▶ _Written exercise_: Render the stretch from the line containing "the player's forearm" through the end of the entries as a two-column CSV with the headers instruction and outline, and include no other entries. Give one row per entry, with the entry's text and its answer each in a single quoted field and line breaks replaced by spaces.

▶ _Data for this task_:
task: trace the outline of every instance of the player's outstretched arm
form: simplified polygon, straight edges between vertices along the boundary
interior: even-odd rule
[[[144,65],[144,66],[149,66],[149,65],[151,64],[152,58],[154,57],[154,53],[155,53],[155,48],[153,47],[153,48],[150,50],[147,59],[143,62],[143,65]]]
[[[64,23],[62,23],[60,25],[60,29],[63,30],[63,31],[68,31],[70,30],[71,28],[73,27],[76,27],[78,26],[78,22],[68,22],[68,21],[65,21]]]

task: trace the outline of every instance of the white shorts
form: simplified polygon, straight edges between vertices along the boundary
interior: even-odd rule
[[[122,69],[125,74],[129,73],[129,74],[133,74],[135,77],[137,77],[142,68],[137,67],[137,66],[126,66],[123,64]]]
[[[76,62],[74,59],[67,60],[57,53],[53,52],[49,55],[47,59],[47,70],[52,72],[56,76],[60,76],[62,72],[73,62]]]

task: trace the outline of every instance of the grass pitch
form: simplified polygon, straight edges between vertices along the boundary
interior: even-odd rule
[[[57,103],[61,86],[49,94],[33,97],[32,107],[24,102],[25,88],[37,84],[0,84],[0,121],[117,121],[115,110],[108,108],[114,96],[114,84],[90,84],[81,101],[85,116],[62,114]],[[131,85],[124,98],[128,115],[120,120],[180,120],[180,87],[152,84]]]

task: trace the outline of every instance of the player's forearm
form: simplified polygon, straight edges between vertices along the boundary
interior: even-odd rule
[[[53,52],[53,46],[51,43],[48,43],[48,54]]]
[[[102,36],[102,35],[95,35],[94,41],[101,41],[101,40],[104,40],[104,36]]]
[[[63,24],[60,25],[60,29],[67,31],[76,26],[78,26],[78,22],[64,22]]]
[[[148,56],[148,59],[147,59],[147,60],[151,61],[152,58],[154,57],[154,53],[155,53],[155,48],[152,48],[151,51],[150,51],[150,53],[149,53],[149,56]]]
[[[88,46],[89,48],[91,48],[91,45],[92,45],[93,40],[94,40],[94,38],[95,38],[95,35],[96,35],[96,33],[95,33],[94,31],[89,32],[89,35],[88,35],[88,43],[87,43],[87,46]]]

▶ _Exercise answer_:
instruction,outline
"task: trace the outline of every instance of the player's forearm form: simplified polygon, straight edges between vertices along the boundary interior: even-odd rule","[[[53,52],[53,46],[51,43],[48,43],[48,54]]] [[[102,36],[102,35],[95,35],[94,41],[101,41],[101,40],[104,40],[104,36]]] [[[63,24],[60,25],[60,29],[67,31],[76,26],[78,26],[78,22],[64,22]]] [[[148,56],[148,59],[147,59],[147,60],[151,61],[152,58],[154,57],[154,53],[155,53],[155,48],[152,48],[151,51],[150,51],[150,53],[149,53],[149,56]]] [[[88,46],[89,48],[91,48],[91,45],[92,45],[93,40],[94,40],[94,38],[95,38],[95,35],[96,35],[96,33],[95,33],[94,31],[89,32],[89,35],[88,35],[88,43],[87,43],[87,46]]]"